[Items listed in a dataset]
━━━━

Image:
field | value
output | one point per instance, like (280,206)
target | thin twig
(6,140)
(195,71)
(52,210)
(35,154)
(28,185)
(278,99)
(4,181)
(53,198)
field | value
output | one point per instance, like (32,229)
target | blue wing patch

━━━━

§ GOAL OF THE EXERCISE
Once more, set down the full listing, verbatim.

§ SOLUTION TO THIS TASK
Image:
field | value
output | one point per instance, like (280,206)
target | thin twig
(6,140)
(195,71)
(52,210)
(35,154)
(28,185)
(278,99)
(4,181)
(53,198)
field | value
output | one point per instance, like (32,229)
target | blue wing patch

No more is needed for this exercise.